- [Görev 1] Sözdebilim metnine göre Mike Hughes ev yapımı roketiyle yerden ne kadar yükselmeyi hedefliyordu?
- [Görev 2] Sözdebilim metnini kaldığı yerden devam ettirin.

- [Verilen metin]
_____
Sözdebilim, bu etkiden muzdarip kişilerle en sık karşılaşılan alanlardan biridir. Farmakoloji biliminin adını bile duymamasına rağmen aşıların insanlara zarar verdiğini iddia edip çocuklarına aşı yaptırmayan ve onların yaşamlarını tehlikeye atan aşı karşıtları son yıllarda oldukça artmıştır. Bilim insanlarının defalarca bilimsel teste tâbi tutup ticari kaygıdan uzak bir biçimde insanlığın kullanımına sundukları aşılar yerine “alternatif tıp” adı altındaki bazı ürünleri ve davranışları tercih eden kişiler bu etki için güzel bir örnek oluşturmaktadır.
2020 yılında yaşanan bir olay ise bu etkinin ne boyutlara varabileceğini göstermiştir. Dünyanın düz olduğuna inanan 64 yaşındaki ABD vatandaşı Mike Hughes bu iddiasını kanıtlamak için ev yapımı bir roket üretmiştir. Kendini havaya fırlatıp yerden 1,5 km kadar yükselmeyi, sonrasında da iddiasını kanıtlayacak kayıtlarla birlikte yere inmeyi hedefleyen Hughes, birkaç yüz metre yükseklikten düşüp yere çakılarak yaşamını yitirmiştir.
_____
- [Veri kümesi kayıtları]
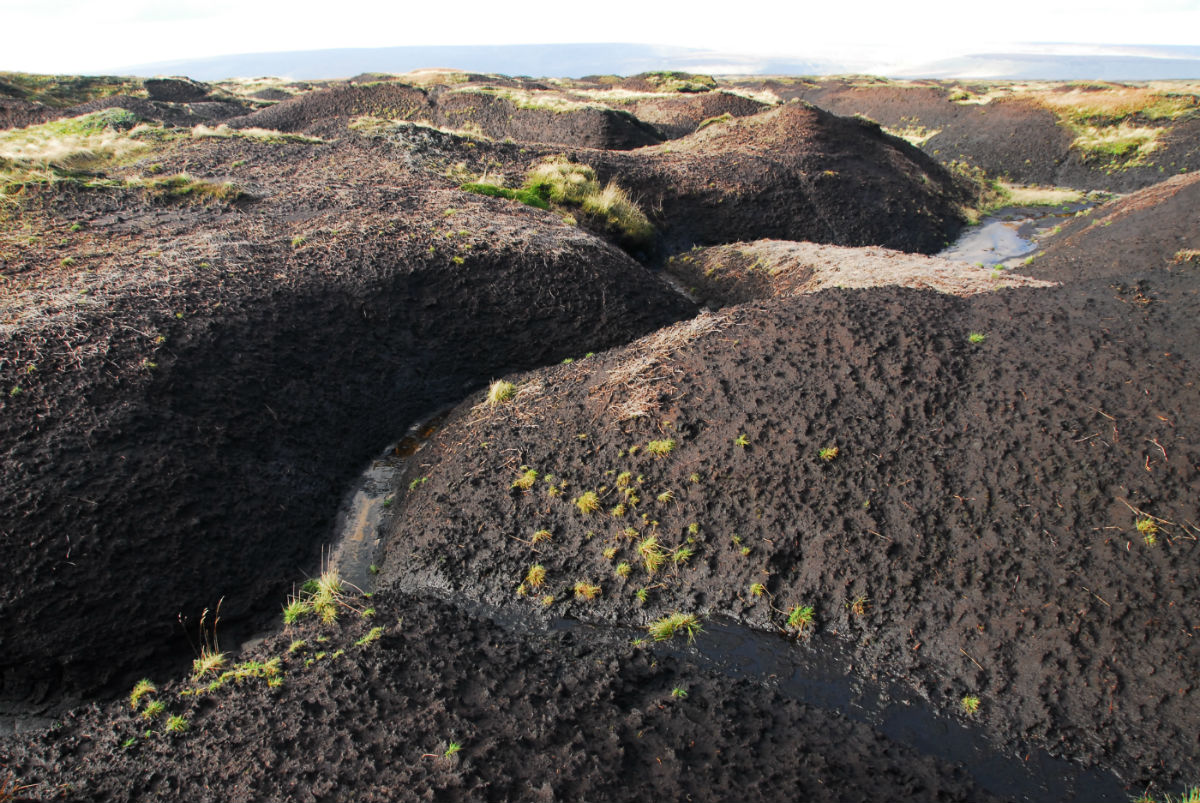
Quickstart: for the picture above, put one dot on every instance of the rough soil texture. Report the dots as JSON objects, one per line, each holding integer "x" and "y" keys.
{"x": 981, "y": 485}
{"x": 329, "y": 109}
{"x": 743, "y": 271}
{"x": 501, "y": 118}
{"x": 792, "y": 173}
{"x": 975, "y": 532}
{"x": 677, "y": 115}
{"x": 1012, "y": 137}
{"x": 478, "y": 109}
{"x": 189, "y": 387}
{"x": 539, "y": 715}
{"x": 1150, "y": 231}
_____
- [Görev yanıtı 1] Yerden 1,5 km kadar yükselmeyi hedefliyordu.

- [Görev yanıtı 2]
Sonuç
Belirli bir alanda bilgisi olanların birçoğunun öne çıkmayıp keşfedilmeyi bekledikleri gerçeği göz önünde bulundurulduğunda, bu kişileri küçük yaşlardan itibaren keşfedip onlara hak ettikleri yetkiyi verme konusunda en büyük sorumluluk kuşkusuz eğitimcilere düşüyor. Ancak onların da aynı koşullarda yetiştikleri düşünüldüğünde, bu etkinin avucu içine aldığı kitleler içerisinde öğretmenlerin hiç de azımsanmayacak bir yer tutuyor olması ihtimali, bu durumu güçleştirmektedir. Öne çıkmaktansa keşfedilmeyi bekleyen ancak girişimci bireylerin arkasında kalan yetkin kişiler, cesaretleri kırıldığı için bir süre sonra tabiri caizse kabuğuna çekiliyor. Yetkin olmayıp da öne çıkan kişiler ise önemli mevkileri işgal ederek önce çalıştıkları kurumların daha sonra da toplumun ilerlemesini sekteye uğratabiliyor. Eğitim düzeyi açısından olumlu bir izlenime sahip olmayan toplumların demokrasiyi ne ölçüde uygulayabildiklerini incelediğimizde bu durum daha kolay anlaşılabilir diye düşünüyorum.
Notlar
*Harvard Üniversitesi tarafından verilen bu ödül, ilk bakıldığında saçma olarak algılanan ancak daha sonra insanları düşünmeye teşvik eden çalışmalar için dağıtılır. “Ağaçkakanların kafalarını günde 12 bin kez ağaca vuruyor olmasına rağmen neden baş ağrısı yaşamadıkları” araştırmasına verilen ödül, buna güzel bir örnektir. Ödül verilen çalışmaların bilimsel standartlarda yapılması ve saygın bilim dergilerinde yayımlanmış olması gerekmektedir.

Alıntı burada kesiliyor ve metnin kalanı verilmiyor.